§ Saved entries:

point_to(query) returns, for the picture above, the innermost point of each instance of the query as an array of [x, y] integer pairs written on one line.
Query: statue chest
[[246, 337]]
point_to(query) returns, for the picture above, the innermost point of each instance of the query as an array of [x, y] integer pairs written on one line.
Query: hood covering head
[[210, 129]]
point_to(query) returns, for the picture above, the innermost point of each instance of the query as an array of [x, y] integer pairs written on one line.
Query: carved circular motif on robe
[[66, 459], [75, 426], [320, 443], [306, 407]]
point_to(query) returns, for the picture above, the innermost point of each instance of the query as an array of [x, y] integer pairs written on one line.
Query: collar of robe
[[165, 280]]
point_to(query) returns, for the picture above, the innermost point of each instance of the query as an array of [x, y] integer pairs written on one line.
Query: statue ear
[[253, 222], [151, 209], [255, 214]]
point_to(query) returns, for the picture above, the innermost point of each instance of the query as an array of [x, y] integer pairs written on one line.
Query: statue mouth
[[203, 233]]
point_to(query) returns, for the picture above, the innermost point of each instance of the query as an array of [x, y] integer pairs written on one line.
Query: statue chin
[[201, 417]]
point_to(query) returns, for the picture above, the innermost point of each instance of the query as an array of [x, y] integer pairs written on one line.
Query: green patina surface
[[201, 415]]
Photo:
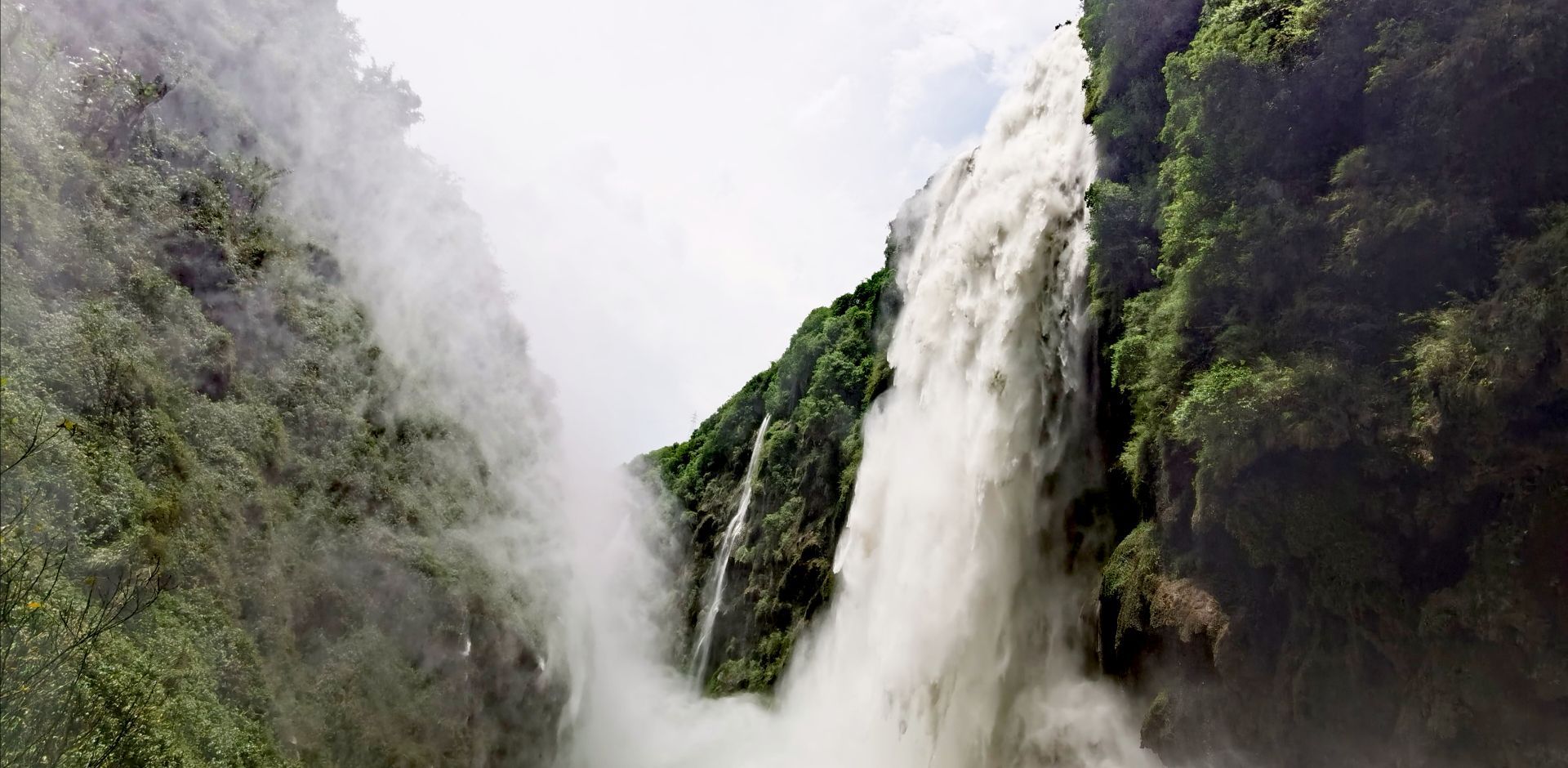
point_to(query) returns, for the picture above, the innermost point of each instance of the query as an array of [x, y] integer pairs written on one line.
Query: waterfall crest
[[954, 635]]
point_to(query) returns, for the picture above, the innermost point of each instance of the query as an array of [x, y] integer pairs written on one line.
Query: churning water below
[[954, 633]]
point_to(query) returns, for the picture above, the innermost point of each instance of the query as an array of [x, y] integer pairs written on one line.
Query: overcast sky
[[670, 187]]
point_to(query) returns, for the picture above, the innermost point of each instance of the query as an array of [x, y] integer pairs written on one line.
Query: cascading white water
[[952, 640], [733, 534]]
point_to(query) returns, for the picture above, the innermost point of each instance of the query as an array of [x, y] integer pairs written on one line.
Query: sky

§ Problem to work on:
Verbatim output of every entry above is required, though pictures are to be left out.

§ Exercise answer:
point_to(query) returns, for the picture above, the innermost point of each instance of the query as an array of [x, y] integer pairs written on one line.
Query: statue chest
[[246, 337]]
point_to(query) returns, for the picture above, the innermost point of each instance of the query as an array of [x, y] integer pairs written on one line.
Query: hood covering head
[[210, 129]]
point_to(query) returns, for the picture above, the innermost point of each instance of the query as an array of [x, y] integer pairs written on one line.
Query: carved circular motif on robe
[[66, 459], [75, 426], [320, 443], [306, 407]]
point_to(query) returns, for the picture above, the innermost point of each instance of the query as an array of [x, y] integer pairs written on one line.
Query: collar of robe
[[165, 280]]
point_to(query) returns, for the picture above, the innermost point of each instance of the query as an array of [x, y] integer pairs written on one line.
Query: statue ear
[[253, 222], [151, 209], [255, 214]]
point_to(query) returns, for the picture above, the innermost point of each instance of the query as an array of [x, y] integer pairs written on one line.
Query: statue mouth
[[203, 233]]
point_to(query) returns, for the picture above, the innermost point of each instance of the query as an array of [x, y] integer pairs written on one line.
Query: statue chin
[[201, 417]]
point_to(query) returns, for the picture above, the innermost point of each instance of the query as an array of [x, y] integer pairs written on one line.
Query: green patina surface
[[201, 415]]
Photo:
point_to(query) returns, for the picture above, the innermost point of each instance of the query as an array of [x, y] integer pairs written on one line.
Query: waterfall crest
[[954, 635]]
point_to(query) returns, for the picture above, the innermost point of each instance of the query as an array of [x, y] integer pairs written on one line.
Query: churning water below
[[954, 633]]
point_to(query) returns, for the picture above, the innermost point of each instance of the query as an array of [x, y] integer pairs written on one line.
Query: overcast sky
[[670, 187]]
point_to(query) returns, for the picture above, the innermost point of each instance of the query as an array of [x, y] integer pairs written on one line.
Query: cascading white water
[[952, 640], [733, 534]]
point_to(query) returns, for the picture above, the innermost point of each instance of the query as an array of [x, y] integer pairs written on one line.
Query: sky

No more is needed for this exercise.